PROBLEM STATEMENT | Update the items below by replacing each "keypoint" with "marker", keeping everything else the same.
++++ MATERIAL FOR THIS EXERCISE
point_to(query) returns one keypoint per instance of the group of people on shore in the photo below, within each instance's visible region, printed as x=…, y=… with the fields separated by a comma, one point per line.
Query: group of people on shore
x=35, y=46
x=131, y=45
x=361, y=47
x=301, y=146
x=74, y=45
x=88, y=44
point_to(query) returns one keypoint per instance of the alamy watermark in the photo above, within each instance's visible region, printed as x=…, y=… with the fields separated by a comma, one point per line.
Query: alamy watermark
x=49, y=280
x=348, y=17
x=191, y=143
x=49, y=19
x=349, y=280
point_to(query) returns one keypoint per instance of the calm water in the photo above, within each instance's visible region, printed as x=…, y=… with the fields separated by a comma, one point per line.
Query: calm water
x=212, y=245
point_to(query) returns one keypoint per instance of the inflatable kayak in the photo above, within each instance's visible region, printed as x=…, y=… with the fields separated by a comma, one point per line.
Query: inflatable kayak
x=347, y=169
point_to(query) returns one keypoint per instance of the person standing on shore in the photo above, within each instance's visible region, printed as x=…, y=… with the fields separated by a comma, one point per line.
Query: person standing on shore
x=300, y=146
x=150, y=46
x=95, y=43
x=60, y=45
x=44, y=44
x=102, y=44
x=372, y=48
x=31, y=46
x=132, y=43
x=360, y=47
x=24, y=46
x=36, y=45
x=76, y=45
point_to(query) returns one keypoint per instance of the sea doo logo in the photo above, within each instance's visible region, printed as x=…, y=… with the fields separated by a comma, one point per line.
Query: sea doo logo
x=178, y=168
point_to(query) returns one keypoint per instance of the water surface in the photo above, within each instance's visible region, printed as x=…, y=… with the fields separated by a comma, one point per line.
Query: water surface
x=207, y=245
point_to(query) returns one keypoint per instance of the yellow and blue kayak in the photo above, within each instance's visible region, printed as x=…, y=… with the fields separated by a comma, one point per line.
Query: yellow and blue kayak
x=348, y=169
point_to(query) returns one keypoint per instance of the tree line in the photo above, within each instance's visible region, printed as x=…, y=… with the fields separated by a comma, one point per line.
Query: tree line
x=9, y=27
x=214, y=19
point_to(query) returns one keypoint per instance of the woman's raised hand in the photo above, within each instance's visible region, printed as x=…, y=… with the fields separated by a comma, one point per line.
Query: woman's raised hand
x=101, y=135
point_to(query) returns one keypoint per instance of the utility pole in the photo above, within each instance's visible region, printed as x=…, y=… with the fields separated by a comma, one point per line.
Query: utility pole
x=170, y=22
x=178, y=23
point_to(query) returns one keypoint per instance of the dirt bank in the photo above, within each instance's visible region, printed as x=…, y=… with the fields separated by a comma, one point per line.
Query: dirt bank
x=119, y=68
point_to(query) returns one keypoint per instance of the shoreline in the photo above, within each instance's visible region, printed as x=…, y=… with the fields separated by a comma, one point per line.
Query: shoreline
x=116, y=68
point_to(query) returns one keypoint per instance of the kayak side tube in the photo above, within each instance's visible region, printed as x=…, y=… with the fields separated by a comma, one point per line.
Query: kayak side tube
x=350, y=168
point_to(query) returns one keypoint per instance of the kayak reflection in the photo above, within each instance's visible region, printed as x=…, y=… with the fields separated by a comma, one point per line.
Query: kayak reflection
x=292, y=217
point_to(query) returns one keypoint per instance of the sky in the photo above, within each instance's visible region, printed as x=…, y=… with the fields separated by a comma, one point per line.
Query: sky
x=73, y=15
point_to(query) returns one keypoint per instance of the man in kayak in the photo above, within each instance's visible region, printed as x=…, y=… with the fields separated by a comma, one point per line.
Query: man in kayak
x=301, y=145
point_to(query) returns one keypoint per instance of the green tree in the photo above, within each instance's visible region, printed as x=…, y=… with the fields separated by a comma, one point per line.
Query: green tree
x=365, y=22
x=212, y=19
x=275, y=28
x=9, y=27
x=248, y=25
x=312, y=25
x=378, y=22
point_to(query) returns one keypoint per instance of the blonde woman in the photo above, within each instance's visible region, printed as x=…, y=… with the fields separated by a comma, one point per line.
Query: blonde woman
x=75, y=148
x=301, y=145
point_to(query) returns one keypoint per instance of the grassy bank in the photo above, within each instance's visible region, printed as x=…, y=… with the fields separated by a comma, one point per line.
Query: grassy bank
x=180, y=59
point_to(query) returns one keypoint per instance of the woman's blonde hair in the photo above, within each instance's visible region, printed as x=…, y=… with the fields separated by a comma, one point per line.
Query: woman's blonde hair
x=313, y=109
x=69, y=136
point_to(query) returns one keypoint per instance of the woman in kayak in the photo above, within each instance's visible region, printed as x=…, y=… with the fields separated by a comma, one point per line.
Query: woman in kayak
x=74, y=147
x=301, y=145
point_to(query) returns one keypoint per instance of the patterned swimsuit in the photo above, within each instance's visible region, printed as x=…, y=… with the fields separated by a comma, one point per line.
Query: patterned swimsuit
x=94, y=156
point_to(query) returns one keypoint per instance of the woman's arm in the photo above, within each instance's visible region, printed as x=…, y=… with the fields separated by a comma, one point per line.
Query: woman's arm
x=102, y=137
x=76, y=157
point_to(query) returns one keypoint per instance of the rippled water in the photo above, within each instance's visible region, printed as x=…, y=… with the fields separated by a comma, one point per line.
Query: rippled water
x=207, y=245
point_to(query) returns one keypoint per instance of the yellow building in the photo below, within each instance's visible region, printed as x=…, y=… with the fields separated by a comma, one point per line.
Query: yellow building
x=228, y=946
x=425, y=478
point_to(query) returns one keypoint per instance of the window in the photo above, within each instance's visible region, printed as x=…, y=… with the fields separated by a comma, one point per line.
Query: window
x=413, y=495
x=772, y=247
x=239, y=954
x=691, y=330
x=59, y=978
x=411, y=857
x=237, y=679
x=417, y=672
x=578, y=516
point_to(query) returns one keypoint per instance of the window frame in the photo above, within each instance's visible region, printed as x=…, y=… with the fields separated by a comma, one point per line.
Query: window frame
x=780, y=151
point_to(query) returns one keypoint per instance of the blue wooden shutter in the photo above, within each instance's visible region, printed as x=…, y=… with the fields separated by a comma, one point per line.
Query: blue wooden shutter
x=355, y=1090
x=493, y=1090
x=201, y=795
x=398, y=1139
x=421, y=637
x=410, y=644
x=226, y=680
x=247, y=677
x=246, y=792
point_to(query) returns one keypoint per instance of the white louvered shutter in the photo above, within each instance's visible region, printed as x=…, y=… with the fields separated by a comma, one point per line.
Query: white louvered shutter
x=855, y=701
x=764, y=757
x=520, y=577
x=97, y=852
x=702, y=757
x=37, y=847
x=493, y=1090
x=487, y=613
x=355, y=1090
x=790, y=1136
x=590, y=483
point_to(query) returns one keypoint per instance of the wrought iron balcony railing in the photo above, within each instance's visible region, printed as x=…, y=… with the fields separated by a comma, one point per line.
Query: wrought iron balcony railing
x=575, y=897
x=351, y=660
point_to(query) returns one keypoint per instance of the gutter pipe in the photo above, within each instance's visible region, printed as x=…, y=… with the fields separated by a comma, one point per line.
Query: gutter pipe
++++++++
THE SOLUTION |
point_to(query) returns one marker per instance of the group of people on shore in the photo below, within each instance's visible region, printed as x=…, y=… with the fields separated by a comma, one point per line.
Query: group of people on shore
x=35, y=46
x=131, y=45
x=361, y=47
x=301, y=146
x=74, y=45
x=88, y=44
point_to(query) returns one marker per instance of the alamy watermark in the photo above, within each instance's visible region, printed as x=…, y=… with the fields separated by a comma, one point per line.
Query: alamy watermark
x=49, y=280
x=348, y=17
x=191, y=143
x=49, y=19
x=349, y=280
point_to(query) returns one marker per instance of the calm water in the photo above, within each instance's visible region, printed as x=…, y=… with the fields separated by a comma, one point per line.
Query: calm water
x=212, y=245
point_to(query) returns one marker per instance of the inflatable kayak in the photo above, within each instance's visible region, printed as x=…, y=… with the fields separated by a comma, one point per line.
Query: inflatable kayak
x=347, y=169
point_to(query) returns one marker per instance of the person standing on shore in the photo above, within each instance's visible region, printed as x=…, y=… with the fields separated by a comma, one point per line.
Query: person standing on shore
x=300, y=146
x=150, y=46
x=95, y=43
x=60, y=45
x=44, y=44
x=102, y=44
x=372, y=48
x=31, y=46
x=132, y=43
x=360, y=47
x=24, y=46
x=36, y=45
x=76, y=45
point_to(query) returns one marker per instance of the sea doo logo in the photo above, within each instance's visible region, printed as x=…, y=… with the fields separated by a comma, one point per line.
Query: sea doo logo
x=178, y=168
point_to(query) returns one marker per instance of the water surface in the photo above, within each instance's visible region, printed as x=…, y=… with the fields separated by a comma, one point per line.
Query: water surface
x=207, y=245
point_to(query) returns one marker per instance of the yellow and blue kayak in the photo above, within each instance's visible region, printed as x=…, y=… with the fields separated by a comma, one point per line.
Query: yellow and blue kayak
x=348, y=169
point_to(query) returns one marker per instance of the tree line in the photo above, within each instance's visible region, printed as x=…, y=… with the fields separated by a comma, one point per line.
Query: tree line
x=9, y=27
x=214, y=19
point_to(query) returns one marker per instance of the woman's raised hand in the photo above, within each instance's visible region, printed as x=…, y=… with the fields separated by a comma, one point per line.
Query: woman's raised hand
x=101, y=135
point_to(query) returns one marker per instance of the utility pole in the photo above, within each instance's visible region, printed as x=…, y=… with the fields separated by a comma, one point per line.
Query: utility pole
x=170, y=22
x=178, y=23
point_to(query) returns one marker per instance of the dirt bank in the photo above, within each instance's visible region, printed as x=…, y=… with the fields separated by a comma, one point per line.
Query: dirt bank
x=119, y=68
point_to(query) returns one marker per instance of the shoreline in the photo above, within each instance's visible region, printed as x=…, y=… with the fields separated by a comma, one point per line.
Query: shoreline
x=116, y=68
point_to(query) returns one marker per instance of the kayak side tube in the photo above, within each instance's visible region, printed as x=…, y=… with the fields separated by a comma, one point per line.
Query: kayak side tube
x=350, y=168
point_to(query) returns one marker per instance of the kayak reflection in the photo above, within each instance's visible region, printed as x=…, y=… with the fields separated by a comma, one point per line.
Query: kayak reflection
x=292, y=217
point_to(query) returns one marker per instance of the sky in the photo above, within each instance's visible region, printed as x=…, y=… with the fields separated by a comma, one point per line.
Query: sky
x=73, y=15
point_to(query) returns one marker per instance of the man in kayak in the photo above, within each instance's visible region, printed as x=…, y=… with the fields separated by a comma, one point per line.
Query: man in kayak
x=301, y=145
point_to(query) returns one marker per instance of the green tree in the photo above, within each instance's visible region, printed as x=…, y=… with the fields separated by a comma, one point per line.
Query: green tree
x=365, y=22
x=212, y=19
x=275, y=28
x=9, y=27
x=248, y=25
x=312, y=25
x=378, y=22
point_to(query) returns one marker per instance of the blonde woman in the photo above, within each instance's visible region, printed as x=…, y=… with the fields separated by a comma, one point per line.
Query: blonde woman
x=75, y=148
x=301, y=145
point_to(query) returns one marker per instance of the grassy bank in the photo above, within each instance's visible region, printed as x=…, y=… with the fields separated by a comma, one point per line.
Query: grassy bank
x=180, y=59
point_to(query) returns one marker per instance of the woman's blonde hair in the photo above, within each instance's visible region, printed as x=…, y=… with the fields separated by a comma, one point per line.
Query: woman's blonde hair
x=313, y=109
x=69, y=136
point_to(query) returns one marker per instance of the woman in kayak in the photo above, within each instance's visible region, printed as x=…, y=… with the fields separated by a comma, one point per line.
Query: woman in kayak
x=74, y=147
x=301, y=145
point_to(query) returns one marker per instance of the patterned swimsuit in the photo above, within each instance's visible region, printed as x=…, y=… with the fields separated by a comma, one point per line.
Query: patterned swimsuit
x=94, y=156
point_to(query) returns one marker per instance of the woman's arm in the photo above, within each instance's visible region, printed as x=…, y=… with the fields separated by a comma, one point per line.
Query: woman's arm
x=102, y=137
x=76, y=157
point_to(query) returns one marker per instance of the rippled water in the photo above, within each instance's visible region, printed as x=…, y=… with the fields separated by a comma, one point per line.
Query: rippled water
x=207, y=245
point_to(query) returns one marker per instance of the yellow building in the photo below, within each instance's visible region, printed as x=…, y=… with the fields separated by a comma, one point per line.
Query: yellow building
x=228, y=946
x=425, y=478
point_to(query) returns one marker per instance of the window in the photo above, within each instance's visible region, printed as x=…, y=… with the fields separated by a comma, one point per line.
Query: window
x=413, y=495
x=772, y=247
x=239, y=954
x=691, y=330
x=59, y=978
x=411, y=857
x=237, y=679
x=417, y=672
x=578, y=516
point_to(query) returns one marker per instance of the window frame in the photo above, within each instance's visible region, printed as x=…, y=… with the fields separated by a comma, one point per line.
Query: window frame
x=780, y=151
point_to(query) returns one marker per instance of the blue wooden shutter in the photo above, within each instance's visible region, printed as x=…, y=… with the fields separated by a comma, one point per line.
Query: blue wooden shutter
x=355, y=1090
x=493, y=1090
x=201, y=795
x=398, y=1139
x=421, y=637
x=410, y=644
x=226, y=680
x=247, y=677
x=246, y=792
point_to(query) returns one marker per instance of the white louvered shutter in the photo above, within each instance's visible region, printed as x=…, y=… with the fields separated by a comma, one point per line.
Query: white louvered shutter
x=855, y=701
x=764, y=757
x=520, y=577
x=97, y=852
x=702, y=757
x=37, y=847
x=493, y=1090
x=487, y=613
x=355, y=1090
x=790, y=1136
x=590, y=483
point_to(query) returns one marker per instance of the wrought iron balcony railing in the photo above, within each instance's visible region, printed as x=…, y=… with the fields separated by a comma, one point per line.
Query: wrought iron balcony railing
x=575, y=897
x=351, y=660
point_to(query) returns one marker per instance of the gutter pipe in the photo above, within each instance's visible region, printed as x=…, y=… with the fields separated by a comma, one point per line.
Query: gutter pipe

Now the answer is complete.